---------- Data shown
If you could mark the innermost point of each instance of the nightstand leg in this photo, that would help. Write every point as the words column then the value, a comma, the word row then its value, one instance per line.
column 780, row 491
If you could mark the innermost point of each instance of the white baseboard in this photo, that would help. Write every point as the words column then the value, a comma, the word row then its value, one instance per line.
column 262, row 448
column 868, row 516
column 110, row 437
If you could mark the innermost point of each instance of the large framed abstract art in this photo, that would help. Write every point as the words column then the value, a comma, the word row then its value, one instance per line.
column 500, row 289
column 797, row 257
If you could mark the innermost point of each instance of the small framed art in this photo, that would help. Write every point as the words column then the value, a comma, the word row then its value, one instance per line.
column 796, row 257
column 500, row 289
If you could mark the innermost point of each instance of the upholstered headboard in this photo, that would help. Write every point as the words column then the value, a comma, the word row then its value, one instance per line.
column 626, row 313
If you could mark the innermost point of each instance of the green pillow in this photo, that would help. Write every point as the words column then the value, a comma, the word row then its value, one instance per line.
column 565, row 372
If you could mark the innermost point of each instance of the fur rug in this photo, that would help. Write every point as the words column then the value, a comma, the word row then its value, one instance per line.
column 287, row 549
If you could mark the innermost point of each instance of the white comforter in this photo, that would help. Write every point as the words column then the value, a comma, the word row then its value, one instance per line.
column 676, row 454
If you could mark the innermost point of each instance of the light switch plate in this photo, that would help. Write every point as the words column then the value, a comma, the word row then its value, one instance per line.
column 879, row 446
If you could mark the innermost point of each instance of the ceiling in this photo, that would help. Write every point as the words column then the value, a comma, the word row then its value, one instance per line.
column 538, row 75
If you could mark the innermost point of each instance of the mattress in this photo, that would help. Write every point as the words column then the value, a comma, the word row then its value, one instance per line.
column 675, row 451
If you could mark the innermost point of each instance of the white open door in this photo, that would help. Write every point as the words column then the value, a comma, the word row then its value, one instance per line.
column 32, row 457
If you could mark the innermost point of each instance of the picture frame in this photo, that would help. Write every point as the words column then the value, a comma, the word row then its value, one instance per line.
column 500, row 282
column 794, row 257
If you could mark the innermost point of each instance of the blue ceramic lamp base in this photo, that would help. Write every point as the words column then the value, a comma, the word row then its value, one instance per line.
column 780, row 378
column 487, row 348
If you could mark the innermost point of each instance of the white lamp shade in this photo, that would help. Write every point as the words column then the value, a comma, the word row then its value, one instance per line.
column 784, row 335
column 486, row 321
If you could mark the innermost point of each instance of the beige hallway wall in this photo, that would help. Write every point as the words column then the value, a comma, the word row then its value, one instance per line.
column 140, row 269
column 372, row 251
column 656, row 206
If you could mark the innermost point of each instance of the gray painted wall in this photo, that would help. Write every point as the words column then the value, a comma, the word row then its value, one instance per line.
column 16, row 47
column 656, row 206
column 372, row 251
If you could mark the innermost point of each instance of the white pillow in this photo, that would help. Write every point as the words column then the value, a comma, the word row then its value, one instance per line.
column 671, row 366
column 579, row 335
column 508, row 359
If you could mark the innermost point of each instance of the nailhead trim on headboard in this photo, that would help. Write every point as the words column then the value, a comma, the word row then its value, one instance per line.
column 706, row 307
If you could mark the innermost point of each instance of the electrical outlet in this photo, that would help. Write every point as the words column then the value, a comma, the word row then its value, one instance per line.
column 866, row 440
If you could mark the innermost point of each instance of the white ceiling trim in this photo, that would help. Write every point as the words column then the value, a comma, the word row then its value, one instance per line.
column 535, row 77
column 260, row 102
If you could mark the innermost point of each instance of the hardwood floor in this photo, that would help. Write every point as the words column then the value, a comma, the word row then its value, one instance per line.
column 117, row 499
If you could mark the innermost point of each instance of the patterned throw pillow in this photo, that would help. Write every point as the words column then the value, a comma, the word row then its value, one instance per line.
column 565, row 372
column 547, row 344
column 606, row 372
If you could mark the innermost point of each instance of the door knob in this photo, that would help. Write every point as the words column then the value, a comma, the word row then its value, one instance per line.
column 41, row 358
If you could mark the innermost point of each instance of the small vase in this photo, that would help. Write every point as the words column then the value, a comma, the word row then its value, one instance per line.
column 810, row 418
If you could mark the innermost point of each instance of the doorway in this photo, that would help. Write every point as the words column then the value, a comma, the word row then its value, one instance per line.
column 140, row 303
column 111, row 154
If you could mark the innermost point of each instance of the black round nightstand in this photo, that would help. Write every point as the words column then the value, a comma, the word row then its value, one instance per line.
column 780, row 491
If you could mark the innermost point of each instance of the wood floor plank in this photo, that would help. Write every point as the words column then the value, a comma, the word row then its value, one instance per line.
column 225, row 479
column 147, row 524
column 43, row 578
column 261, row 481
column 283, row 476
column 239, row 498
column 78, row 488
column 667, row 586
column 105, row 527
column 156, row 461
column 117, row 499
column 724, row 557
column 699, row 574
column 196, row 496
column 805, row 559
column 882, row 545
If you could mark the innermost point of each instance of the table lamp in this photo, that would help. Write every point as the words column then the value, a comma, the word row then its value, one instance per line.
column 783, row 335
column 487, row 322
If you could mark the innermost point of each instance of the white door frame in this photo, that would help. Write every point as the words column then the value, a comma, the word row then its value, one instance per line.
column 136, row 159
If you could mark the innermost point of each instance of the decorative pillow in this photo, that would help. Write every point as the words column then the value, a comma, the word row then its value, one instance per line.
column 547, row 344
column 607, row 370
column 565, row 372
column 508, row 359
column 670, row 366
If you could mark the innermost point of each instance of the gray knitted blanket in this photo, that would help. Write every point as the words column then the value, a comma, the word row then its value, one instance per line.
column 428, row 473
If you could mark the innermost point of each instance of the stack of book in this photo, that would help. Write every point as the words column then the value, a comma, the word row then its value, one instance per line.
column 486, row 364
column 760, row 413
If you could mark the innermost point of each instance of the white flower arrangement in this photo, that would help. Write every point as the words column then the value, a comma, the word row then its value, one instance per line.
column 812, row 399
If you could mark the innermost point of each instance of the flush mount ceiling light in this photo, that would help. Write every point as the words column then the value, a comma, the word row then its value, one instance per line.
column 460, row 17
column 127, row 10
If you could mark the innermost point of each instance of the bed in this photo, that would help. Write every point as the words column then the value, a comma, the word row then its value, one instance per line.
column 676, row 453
--------------------
▶ _Problem description_
The listing is to be given again exactly, line for line.

▶ _Solution for this problem_
If you could mark the innermost point of each instance of the nightstand leg in this photo, that would help. Write every point as the words column then the value, a comma, the word row then its value, one instance per line.
column 780, row 491
If you could mark the innermost point of each instance of the white baseboard in this photo, that would help. Write every point as the words column then the value, a comma, the word row then its value, one instance per line.
column 262, row 448
column 868, row 516
column 110, row 437
If you could mark the innermost point of each instance of the large framed abstract art in this photo, that would help. Write every point as the words column then the value, a comma, the word row then its value, one instance per line.
column 500, row 289
column 797, row 257
If you could mark the innermost point of each instance of the small framed art in this photo, that would help. Write every point as the words column then the value, a comma, the word row then its value, one instance per line.
column 796, row 257
column 500, row 289
If you could mark the innermost point of each instance of the upholstered headboard in this photo, that would help. Write every point as the words column then the value, a comma, the word row then its value, one instance per line.
column 626, row 313
If you could mark the innermost point of each instance of the green pillow in this photo, that would help. Write every point as the words column then the value, a comma, the word row then its value, one instance per line.
column 565, row 372
If you could mark the innermost point of each instance of the fur rug in this photo, that would help. Write every point as the words column then the value, a comma, the word row then its value, one instance per line.
column 287, row 549
If you could mark the innermost point of each instance of the white comforter in this photo, that would help. Write every point as the words column then the value, a comma, the word row then its value, one instance per line.
column 676, row 454
If you could mark the innermost point of each instance of the light switch plate in this photo, that would help. Write every point as the words column then the value, a comma, the word row then its value, one instance per line.
column 879, row 446
If you could mark the innermost point of each instance of the ceiling in this photo, that would help. Write every point as the words column then the value, a comma, the word row then its value, one instance per line.
column 538, row 75
If you could mark the innermost point of each instance of the mattress in this photo, that would help. Write every point as the words column then the value, a comma, the word row then its value, one instance per line.
column 675, row 451
If you could mark the innermost point of each instance of the white open door in this photo, that would help. Write every point as the words column then the value, a comma, the word row then its value, one instance per line.
column 32, row 457
If you could mark the innermost point of each instance of the picture frame in this photo, that would help. Write every point as the words column then the value, a comma, the word row then its value, one instance per line.
column 500, row 282
column 794, row 257
If you could mark the innermost point of each instance of the blue ceramic lamp base in this photo, that would help. Write every point as the words column then the value, a comma, the word row then its value, one instance per line.
column 780, row 378
column 487, row 348
If you could mark the innermost point of each instance of the white lamp shade in this photo, that would help. Write every point as the words column then the value, a comma, the word row then its value, one instance per line.
column 784, row 335
column 486, row 321
If you could mark the innermost point of each instance of the beige hallway wall in this photo, that would help. Write every point as the words column then the value, a comma, the word row then its value, one instance per line.
column 140, row 269
column 372, row 251
column 656, row 206
If you could mark the innermost point of each instance of the gray painted wall in this photo, that would help. Write every point as the words column then the value, a comma, the word row then its value, one instance per line.
column 16, row 47
column 656, row 206
column 372, row 251
If you could mark the innermost point of each instance of the white pillow in this photo, that would help. Write every point as the words column then the value, a comma, the word row then its value, one instance per line.
column 671, row 366
column 579, row 335
column 508, row 359
If you could mark the innermost point of each instance of the nailhead trim on headboard in this photo, that would help. Write every point as the words column then the value, a comma, the word row then its value, one instance per line.
column 706, row 307
If you could mark the innermost point of each instance of the electrical outlet in this photo, that would help. Write every point as the words column then the value, a comma, the word row then its value, one instance per line.
column 866, row 440
If you could mark the innermost point of each instance of the white ceiling trim in this photo, that would help. Write every point as the words column then the value, a comma, the word row then its value, one instance per line.
column 535, row 77
column 260, row 102
If you could mark the innermost point of each instance of the hardwood floor in this photo, that would help. Write every point as the words column then the value, a comma, the word row then its value, one instance per line.
column 117, row 499
If you could mark the innermost point of each instance of the patterned throw pillow in this photo, that would help. Write every point as the words column then the value, a comma, the word row then its value, one instance per line.
column 565, row 372
column 547, row 344
column 606, row 372
If you could mark the innermost point of each instance of the door knob in this photo, that would help. Write every point as the words column then the value, a comma, the word row then its value, one instance per line.
column 41, row 358
If you could mark the innermost point of each instance of the small vase in this photo, that would help. Write every point as the words column then the value, a comma, the word row then its value, one instance per line.
column 810, row 418
If you could mark the innermost point of each instance of the doorway in this photo, that would help. Write every point as the words column then the value, a comma, the word row then its value, one instance per line.
column 140, row 303
column 111, row 154
If you could mark the innermost point of each instance of the black round nightstand in this photo, that would help. Write every point as the words column then the value, a comma, the word row then its value, one instance per line.
column 780, row 491
If you could mark the innermost point of each instance of the wood floor plank in this photo, that would help. Write every point as the words column then the value, a comma, the word row then its value, one instance per line.
column 225, row 479
column 147, row 524
column 43, row 578
column 261, row 481
column 283, row 476
column 239, row 498
column 78, row 488
column 667, row 586
column 105, row 527
column 156, row 461
column 117, row 499
column 724, row 557
column 699, row 574
column 196, row 496
column 805, row 559
column 882, row 545
If you could mark the innermost point of each instance of the table lamp in this photo, that would help. Write every point as the words column then the value, a comma, the word row then its value, one instance per line.
column 783, row 335
column 487, row 322
If you could mark the innermost point of each instance of the white door frame in this photo, that would help. Write every point as the words column then the value, a comma, the word row then its value, one instance per line.
column 136, row 159
If you could mark the innermost point of each instance of the decorative pillow in this photo, that would help. Write every point as the words column then the value, a comma, the word row then its value, one instance per line.
column 547, row 344
column 607, row 370
column 565, row 372
column 508, row 359
column 670, row 366
If you could mark the innermost point of each instance of the gray knitted blanket in this photo, that would help. Write every point as the words column then the value, a comma, the word row then its value, one instance per line.
column 428, row 473
If you could mark the innermost point of each instance of the stack of book in this photo, that would help. Write every point as the words column then the value, a comma, the word row then its value, one instance per line.
column 486, row 364
column 760, row 413
If you could mark the innermost point of each instance of the white flower arrangement in this photo, that would help. Write every point as the words column then the value, a comma, the word row then its value, one instance per line.
column 812, row 399
If you could mark the innermost point of each instance of the flush mount ceiling light in this photo, that would help. Write every point as the words column then the value, a comma, the word row then its value, one instance per line.
column 460, row 17
column 127, row 10
If you could mark the innermost point of each instance of the bed in this photo, that would help. Write every point as the words column then the value, a comma, the word row then its value, one instance per line.
column 676, row 453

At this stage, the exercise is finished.